▶ [Using the information]
1. List the zones of percentage sequence identity named in the alignment lecture notes.
2. From the alignment lecture notes, quote the passage that begins at the words "And compare 'all" and stops after the words "the Twilight Zone!!)".
3. Continue the alignment lecture notes after their last line.

##### Source text

1.4 Alignments 2

16.05.2017 | Slides | Lecture Recording

1. Recap

3D Comparison: There is a way to look at proteins in 3 dimensions

1D - secondary structure prediction
2D - distance map
3D - real 3D coordinates

Dynamic Programming

Global (Needleman-Wunsch) or Local (Smith-Waterman)
With or without Gaps
- Linear Gap Penalty: Opening and extending a gap have the same cost
- Affine Gap Penalty: Opening a new gap is more expensive than extending an existing one
Scoring Matrices
- For each pair of residues you can read off, how much you gain by aligning these 2 residues

BLAST: Basic Local Alignment Search Tool

Dynamic Programming is slow for large scale comparisons
Speed search up by hashing words (seed = 3 amino acids / residues)
After matching a word, try to extend the match by dynamic programming
Major Challenge: Get the statistics right
- How significant is a match against the background probability entire database

Question: What is the major challenge of BLAST?

Getting the statistics right: BLAST needs to know, h_ow significant a match is_, by comparing it against the background probability of the entire database.

2. Pairwise Alignment Accuracy

PSI: Percentage Sequence Identity

Zones:

Daylight-Zone: PSI, where it can be assumed that from a similar sequence follows similar structure
Twilight-Zone: PSI, where it is not possible to infer similar structure from similar sequence (the signal fades)
Midnight-Zone: PSI, where sequence similarity does not tell anything about structure similarity (down to random changes)

# Note: The Midnight-Zone is, where most proteins of similar structure sit

Going deeper into the Twilight-Zone, the following results are to be expected:

True Positives go up in absolute numbers
False positive increase (drastically) in absolute numbers

2.1 HSSP Curve

HSSP: Homology-derived Secondary Structure of Proteins

How to get the curve?

Get all 3D structures from PDB
Remove bias (sequence unique subset)
And compare 'all vs redundancy reduced set'
1. compare 3D structure (e.g. RSMD)
2. compare sequence

Result: Sequence Conservation of protein structur

![](/assets/Screen Shot 2017-07-03 at 09.08.35.png)🕵🏻 Observations

Over the curve (daylight-zone), many true-positives (sequence identity -> similar 3D structure)
Under the curve (upon entering the twilight zone)
- Explosion of false positives
- but also **significant increase **(x10) of true positives (This is why we want to go into the Twilight Zone!!)

Question: Why is it interesting to find similar proteins out of the Twilight / Midnight Zone?

The Midnight-Zone is, where most proteins of similar structure sit.

Question: Why is it that even with only 40% PSI, we can still assume similar structure? Could we randomly change 60% of the residues in the lab and get a new protein with similar structure?

These 60% of changed residues happened under evolutionary pressure and are not random

mutations that did not change structure & function survived (we can observe them today)

mutations that did change structure & function most likely did not survive

Thus randomly changing 60% of residues in a proteins, would not result in a similar protein

Question: Why are certain proteins / structure multiple times in the PDB?

different resolution of 3D structure

different goals of publication produced (new) 3D structures

folding sites

binding partners

etc ...

##########
##### Data extract

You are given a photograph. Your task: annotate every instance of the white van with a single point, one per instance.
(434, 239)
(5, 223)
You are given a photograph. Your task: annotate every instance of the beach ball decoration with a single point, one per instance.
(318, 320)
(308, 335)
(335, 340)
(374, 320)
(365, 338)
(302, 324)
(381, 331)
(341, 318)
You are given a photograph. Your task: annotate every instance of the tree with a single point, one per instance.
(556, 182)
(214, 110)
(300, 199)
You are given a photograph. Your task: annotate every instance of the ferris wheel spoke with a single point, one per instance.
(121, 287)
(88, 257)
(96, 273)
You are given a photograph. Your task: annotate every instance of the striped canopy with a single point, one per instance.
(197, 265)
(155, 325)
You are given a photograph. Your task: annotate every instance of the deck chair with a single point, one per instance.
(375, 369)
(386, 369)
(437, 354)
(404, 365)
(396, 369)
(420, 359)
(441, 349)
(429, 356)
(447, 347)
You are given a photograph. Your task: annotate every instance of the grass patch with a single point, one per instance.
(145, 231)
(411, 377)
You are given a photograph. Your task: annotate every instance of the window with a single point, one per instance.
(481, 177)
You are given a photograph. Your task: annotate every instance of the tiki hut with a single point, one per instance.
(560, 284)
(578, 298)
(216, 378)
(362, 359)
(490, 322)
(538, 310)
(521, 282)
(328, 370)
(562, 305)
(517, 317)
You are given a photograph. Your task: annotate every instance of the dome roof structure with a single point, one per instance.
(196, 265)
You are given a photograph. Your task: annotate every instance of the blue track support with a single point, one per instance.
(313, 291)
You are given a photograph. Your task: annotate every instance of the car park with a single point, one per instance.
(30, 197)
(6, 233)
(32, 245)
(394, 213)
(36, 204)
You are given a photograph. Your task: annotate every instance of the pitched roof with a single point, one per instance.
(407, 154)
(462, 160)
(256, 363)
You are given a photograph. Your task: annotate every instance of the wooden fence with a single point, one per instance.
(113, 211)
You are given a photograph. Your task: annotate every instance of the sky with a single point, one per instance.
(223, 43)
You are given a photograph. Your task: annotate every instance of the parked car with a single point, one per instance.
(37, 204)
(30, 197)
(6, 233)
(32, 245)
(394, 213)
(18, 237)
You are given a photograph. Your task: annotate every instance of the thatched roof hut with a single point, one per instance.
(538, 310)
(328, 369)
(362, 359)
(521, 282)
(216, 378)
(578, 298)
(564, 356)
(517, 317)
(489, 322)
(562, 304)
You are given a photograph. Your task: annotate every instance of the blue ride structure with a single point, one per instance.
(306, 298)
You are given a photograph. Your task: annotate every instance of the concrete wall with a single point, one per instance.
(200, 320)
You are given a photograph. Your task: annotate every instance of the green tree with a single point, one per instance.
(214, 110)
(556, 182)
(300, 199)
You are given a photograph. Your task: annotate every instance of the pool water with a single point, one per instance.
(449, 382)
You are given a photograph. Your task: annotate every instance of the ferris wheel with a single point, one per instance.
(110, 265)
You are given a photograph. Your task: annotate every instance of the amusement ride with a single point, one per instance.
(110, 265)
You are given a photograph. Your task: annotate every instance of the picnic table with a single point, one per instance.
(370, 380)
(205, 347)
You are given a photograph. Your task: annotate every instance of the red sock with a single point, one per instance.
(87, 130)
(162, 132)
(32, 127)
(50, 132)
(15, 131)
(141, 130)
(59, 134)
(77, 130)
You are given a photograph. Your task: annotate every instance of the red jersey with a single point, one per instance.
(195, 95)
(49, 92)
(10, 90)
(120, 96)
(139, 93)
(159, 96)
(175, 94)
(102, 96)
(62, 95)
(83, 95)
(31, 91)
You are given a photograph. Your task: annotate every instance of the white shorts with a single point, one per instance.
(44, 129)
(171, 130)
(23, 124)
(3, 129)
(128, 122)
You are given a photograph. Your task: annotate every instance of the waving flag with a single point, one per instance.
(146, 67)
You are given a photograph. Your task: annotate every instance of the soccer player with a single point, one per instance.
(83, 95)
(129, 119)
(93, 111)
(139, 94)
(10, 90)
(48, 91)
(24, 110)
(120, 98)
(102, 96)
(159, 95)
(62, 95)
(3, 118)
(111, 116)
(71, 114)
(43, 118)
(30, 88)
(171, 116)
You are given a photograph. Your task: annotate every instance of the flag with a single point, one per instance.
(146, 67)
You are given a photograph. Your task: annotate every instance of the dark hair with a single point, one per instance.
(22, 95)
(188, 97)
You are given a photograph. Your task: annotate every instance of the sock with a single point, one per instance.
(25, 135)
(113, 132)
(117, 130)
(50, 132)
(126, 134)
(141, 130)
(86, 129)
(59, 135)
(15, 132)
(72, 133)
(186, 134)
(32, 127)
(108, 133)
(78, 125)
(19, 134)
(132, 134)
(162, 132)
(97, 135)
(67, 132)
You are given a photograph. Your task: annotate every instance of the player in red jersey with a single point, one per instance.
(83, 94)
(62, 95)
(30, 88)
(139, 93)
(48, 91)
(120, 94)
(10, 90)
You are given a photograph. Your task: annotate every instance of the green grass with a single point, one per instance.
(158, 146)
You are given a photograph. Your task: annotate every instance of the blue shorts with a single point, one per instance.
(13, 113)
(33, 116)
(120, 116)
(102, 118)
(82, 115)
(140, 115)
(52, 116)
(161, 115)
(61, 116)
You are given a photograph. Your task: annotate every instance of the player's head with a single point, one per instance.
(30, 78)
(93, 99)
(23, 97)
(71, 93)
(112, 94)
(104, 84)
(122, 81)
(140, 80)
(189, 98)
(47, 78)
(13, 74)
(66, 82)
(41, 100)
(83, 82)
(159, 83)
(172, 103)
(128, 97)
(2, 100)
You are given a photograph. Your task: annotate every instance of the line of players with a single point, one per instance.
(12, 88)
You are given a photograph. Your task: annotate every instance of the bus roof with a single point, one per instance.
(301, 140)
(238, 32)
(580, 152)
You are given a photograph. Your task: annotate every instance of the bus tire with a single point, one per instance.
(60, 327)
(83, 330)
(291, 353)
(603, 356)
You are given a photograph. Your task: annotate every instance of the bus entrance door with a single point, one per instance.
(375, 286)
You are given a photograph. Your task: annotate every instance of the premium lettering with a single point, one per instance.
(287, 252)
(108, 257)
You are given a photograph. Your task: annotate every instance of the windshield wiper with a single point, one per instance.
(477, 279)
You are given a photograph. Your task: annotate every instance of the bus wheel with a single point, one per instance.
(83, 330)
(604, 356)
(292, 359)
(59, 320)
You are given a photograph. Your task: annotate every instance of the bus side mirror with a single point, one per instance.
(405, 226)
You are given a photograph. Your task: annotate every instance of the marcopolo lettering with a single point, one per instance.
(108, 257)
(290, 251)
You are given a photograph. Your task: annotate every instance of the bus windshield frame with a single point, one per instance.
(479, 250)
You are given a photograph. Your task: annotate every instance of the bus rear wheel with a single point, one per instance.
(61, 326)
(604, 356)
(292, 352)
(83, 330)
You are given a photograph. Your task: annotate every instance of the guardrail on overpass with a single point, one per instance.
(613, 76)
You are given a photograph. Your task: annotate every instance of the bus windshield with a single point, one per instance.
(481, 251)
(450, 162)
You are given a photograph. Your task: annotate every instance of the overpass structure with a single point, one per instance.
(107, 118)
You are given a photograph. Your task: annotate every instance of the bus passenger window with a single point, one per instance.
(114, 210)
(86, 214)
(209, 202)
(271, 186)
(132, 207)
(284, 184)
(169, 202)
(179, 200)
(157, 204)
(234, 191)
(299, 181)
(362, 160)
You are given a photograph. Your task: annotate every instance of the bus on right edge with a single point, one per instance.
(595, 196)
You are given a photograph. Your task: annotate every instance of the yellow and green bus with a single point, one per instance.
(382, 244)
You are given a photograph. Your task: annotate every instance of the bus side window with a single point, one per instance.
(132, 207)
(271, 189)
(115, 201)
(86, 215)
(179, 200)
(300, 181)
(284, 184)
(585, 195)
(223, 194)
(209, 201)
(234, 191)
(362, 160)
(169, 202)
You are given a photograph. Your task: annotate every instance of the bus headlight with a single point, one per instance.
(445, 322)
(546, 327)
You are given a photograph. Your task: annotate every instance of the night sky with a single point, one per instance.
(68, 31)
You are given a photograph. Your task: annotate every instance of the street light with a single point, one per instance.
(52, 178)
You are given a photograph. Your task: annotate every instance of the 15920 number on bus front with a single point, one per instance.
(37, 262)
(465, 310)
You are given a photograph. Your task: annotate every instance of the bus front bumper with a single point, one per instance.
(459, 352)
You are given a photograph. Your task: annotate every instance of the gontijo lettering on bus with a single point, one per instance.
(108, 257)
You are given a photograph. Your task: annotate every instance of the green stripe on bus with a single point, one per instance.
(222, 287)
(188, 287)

##########

▶ [Responses]
1.
Daylight-Zone
Twilight-Zone
Midnight-Zone

2.
And compare 'all vs redundancy reduced set'
1. compare 3D structure (e.g. RSMD)
2. compare sequence

Result: Sequence Conservation of protein structur

![](/assets/Screen Shot 2017-07-03 at 09.08.35.png)🕵🏻 Observations

Over the curve (daylight-zone), many true-positives (sequence identity -> similar 3D structure)
Under the curve (upon entering the twilight zone)
- Explosion of false positives
- but also **significant increase **(x10) of true positives (This is why we want to go into the Twilight Zone!!)

3.
3. Multiple Sequence Alignment

Dynamic Programming cannot be done efficiently with multiple sequences.

3.1 Multiple Alignment Hack 1: Iterative Pairwise Dynamic Programming

Progressive 1

Align sequences pairwise int consensus sequences
Align resulting consensus

Progressive 2

Align all sequences pairwise
Start with highest matching alignment
Iteratively align sequences into consensus sequence

How to find consensus? Different methods, e.g. the first, the more meaningful aa, ...

3.2 Multiple Alignment Hack 1: Map to Tree / Pairwise

ClustalW/ClustalX

all against all (pairs) by dynamic programming (varying substitution matrices)
build phylogenetic tree
slow, dynamic programming, for experts

4. Profiles

_Profiles profit from relation of 'families'. _

Building up a profile, we can see certain amino acids that are more conserved than others. Computationally we can identify sequence motifs that describe such a profile as a regular expression.

PSSM (Position Specific Scoring Matrix)

You could also write a **profile **into a substitution matrix: A matrix of numbers with scores for each residue or nucleotide at each position.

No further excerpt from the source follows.